▶ _What you need to do_: Transcribe each record exactly, but omit pictures.

───── Record extracts ─────

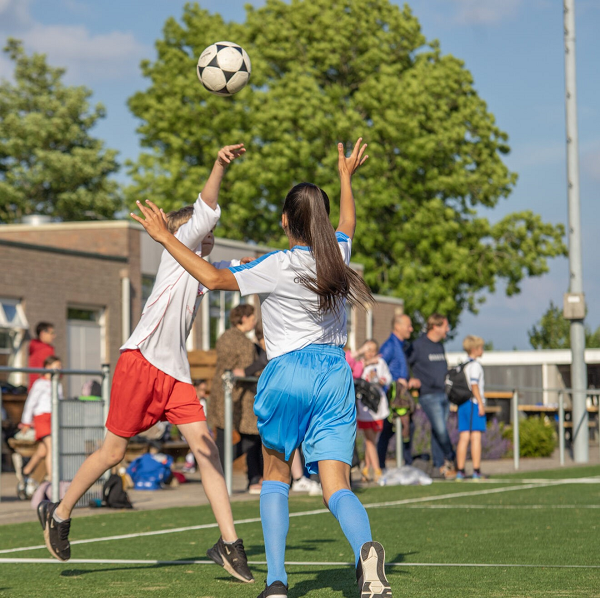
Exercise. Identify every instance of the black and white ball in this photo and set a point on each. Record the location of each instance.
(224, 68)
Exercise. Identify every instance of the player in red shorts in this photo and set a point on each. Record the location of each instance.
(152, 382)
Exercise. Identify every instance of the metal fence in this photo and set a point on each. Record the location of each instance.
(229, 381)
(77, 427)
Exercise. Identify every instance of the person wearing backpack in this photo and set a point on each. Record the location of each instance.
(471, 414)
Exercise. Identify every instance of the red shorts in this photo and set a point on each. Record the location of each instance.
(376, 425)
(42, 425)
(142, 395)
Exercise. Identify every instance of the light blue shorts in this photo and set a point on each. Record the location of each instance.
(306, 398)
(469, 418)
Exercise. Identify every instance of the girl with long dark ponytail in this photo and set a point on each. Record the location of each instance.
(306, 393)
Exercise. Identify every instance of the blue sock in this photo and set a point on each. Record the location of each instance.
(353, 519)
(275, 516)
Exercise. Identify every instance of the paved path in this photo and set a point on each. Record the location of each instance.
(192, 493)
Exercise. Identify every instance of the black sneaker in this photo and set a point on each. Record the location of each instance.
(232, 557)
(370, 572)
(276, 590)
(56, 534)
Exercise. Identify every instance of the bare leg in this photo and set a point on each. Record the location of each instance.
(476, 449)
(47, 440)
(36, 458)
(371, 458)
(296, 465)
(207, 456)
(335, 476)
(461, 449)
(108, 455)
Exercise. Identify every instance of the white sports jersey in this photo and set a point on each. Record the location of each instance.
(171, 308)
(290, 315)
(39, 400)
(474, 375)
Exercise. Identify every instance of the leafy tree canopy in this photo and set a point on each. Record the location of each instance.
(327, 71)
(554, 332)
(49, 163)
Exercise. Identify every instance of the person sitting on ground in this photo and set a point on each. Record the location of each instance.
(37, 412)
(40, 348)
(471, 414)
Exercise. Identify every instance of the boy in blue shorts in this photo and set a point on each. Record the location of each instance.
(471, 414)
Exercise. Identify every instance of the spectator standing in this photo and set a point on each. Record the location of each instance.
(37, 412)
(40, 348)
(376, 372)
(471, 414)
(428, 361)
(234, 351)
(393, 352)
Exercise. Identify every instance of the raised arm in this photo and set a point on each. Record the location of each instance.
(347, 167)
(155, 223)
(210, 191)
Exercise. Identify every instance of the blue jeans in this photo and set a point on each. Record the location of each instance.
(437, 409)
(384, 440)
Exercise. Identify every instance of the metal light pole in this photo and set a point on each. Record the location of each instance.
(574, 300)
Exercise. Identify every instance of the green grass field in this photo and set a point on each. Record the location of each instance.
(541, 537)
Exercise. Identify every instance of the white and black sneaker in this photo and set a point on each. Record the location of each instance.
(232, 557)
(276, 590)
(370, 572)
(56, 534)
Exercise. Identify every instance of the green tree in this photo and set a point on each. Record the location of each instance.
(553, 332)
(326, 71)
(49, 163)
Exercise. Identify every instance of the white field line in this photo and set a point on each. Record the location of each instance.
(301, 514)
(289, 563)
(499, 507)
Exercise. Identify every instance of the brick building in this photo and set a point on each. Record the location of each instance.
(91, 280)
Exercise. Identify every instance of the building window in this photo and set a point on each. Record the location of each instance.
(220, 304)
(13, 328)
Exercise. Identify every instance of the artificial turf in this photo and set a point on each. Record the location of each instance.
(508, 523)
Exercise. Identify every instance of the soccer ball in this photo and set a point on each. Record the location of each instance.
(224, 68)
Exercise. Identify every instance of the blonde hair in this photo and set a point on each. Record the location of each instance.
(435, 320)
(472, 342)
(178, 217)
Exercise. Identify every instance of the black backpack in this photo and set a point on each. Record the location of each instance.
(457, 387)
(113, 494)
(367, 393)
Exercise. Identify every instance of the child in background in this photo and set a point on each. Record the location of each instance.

─────

▶ _Finished task_:
Exercise. Identify every instance of the black and white ball in this photo and set a point on each. Record the location of each instance.
(224, 68)
Exercise. Identify every instance of the player in red shorts in this photo and set a point on each. Record the location of each instance.
(152, 382)
Exercise. Identify every instance of the metal fence in this photo and set a point on each. Record the location of each instance.
(229, 381)
(77, 427)
Exercise. Identify every instance of the person wearing backpack in this photo and set a point on each. Record the location of each instance.
(471, 414)
Exercise. Identify every instance of the red shorts in this photo and set a point on each. Record the location of each instance.
(376, 425)
(42, 425)
(142, 395)
Exercise. Identify every instance of the light blue shorts in this photo and set a point on each. Record the location of each instance.
(306, 398)
(469, 418)
Exercise. Identify every instance of the girl with long dark ponytail in this photo and set a point on each. Record the location of each instance.
(306, 393)
Exercise. Identify every instance of the blue sock in this photo and set a point on each. Record the location of each instance.
(353, 519)
(275, 516)
Exercise. Identify every instance of the paved path in this photo and set a point on each. Record the location of each instance.
(192, 493)
Exercise. Identify every instance of the black sneaker in this photo and set a point on each. Record the location of each instance.
(232, 557)
(370, 572)
(276, 590)
(56, 534)
Exercise. Identify every instance of the bare leg in this photo and set a point on each. Record the location of each instance.
(476, 449)
(47, 440)
(36, 458)
(371, 458)
(296, 465)
(207, 456)
(335, 476)
(461, 449)
(108, 455)
Exercise. Identify every instance of the white sports jersey in this photo and set a point on each. Record the location of each instance.
(171, 308)
(290, 315)
(39, 400)
(474, 375)
Exercise. Identify every instance of the leafy tree canopy in this photo and set a point on each. Record the location of each instance.
(327, 71)
(554, 332)
(49, 163)
Exercise. Identify every instance of the person sitting on ground in this photo and set a point on each. Record the location of each instance.
(37, 412)
(40, 348)
(471, 414)
Exercise. Identify every instance of the boy in blue shorts in this photo and set a point on each. Record the location of each instance.
(471, 414)
Exercise. Identify every instance of the spectator standing in this photo and set a point on each. Record the location of each instance.
(37, 412)
(40, 348)
(376, 372)
(471, 414)
(428, 361)
(234, 351)
(393, 352)
Exercise. Identify every instance of the raised arm in this photo and set a point on each. Record the location of each instance.
(347, 167)
(155, 223)
(210, 191)
Exercise. Identify every instance of the blue jeans in this photo and set a point on each. Record the location of each instance.
(437, 409)
(384, 440)
Exercise. Identify every instance of the metal light pole in this photo and set a point on each. Record the location of each instance.
(574, 300)
Exercise. Identify every instance of the green grass field in this photo and set a point on each. Record the location of each instance.
(541, 537)
Exercise. Identify every instance of the white and black sneaker in this photo and set a point on each. Record the location of each instance.
(232, 557)
(276, 590)
(370, 572)
(56, 534)
Exercise. Identify every instance of the green tree in this photo and set a point on each. Record the location of each instance.
(553, 332)
(326, 71)
(49, 163)
Exercise. Identify every instance of the white field line in this photo and set a point on each. Record the location of each instance.
(301, 514)
(289, 563)
(499, 507)
Exercise. Identify every instance of the brick building in this photo and set a point on each. Record the location of each instance.
(91, 280)
Exercise. Identify every instance of the building window in this photo and set a point on each. Record the location of each instance.
(220, 304)
(13, 328)
Exercise. Identify every instance of the artificial turf in this photo and set a point on each. Record the location of each instance.
(508, 523)
Exercise. Identify every instance of the soccer ball in this photo and set a point on each. Record the location of each instance.
(224, 68)
Exercise. Identify every instance of the blonde hair in this photo and set a point on each. Record the location of each instance.
(435, 320)
(472, 342)
(178, 217)
Exercise. Identify every instance of the black backpack in this photo and set a point on each. Record the location of each instance.
(457, 387)
(113, 494)
(367, 393)
Exercise. Identify every instance of the child in background in this photo and set a point on each. Record the location of each instance.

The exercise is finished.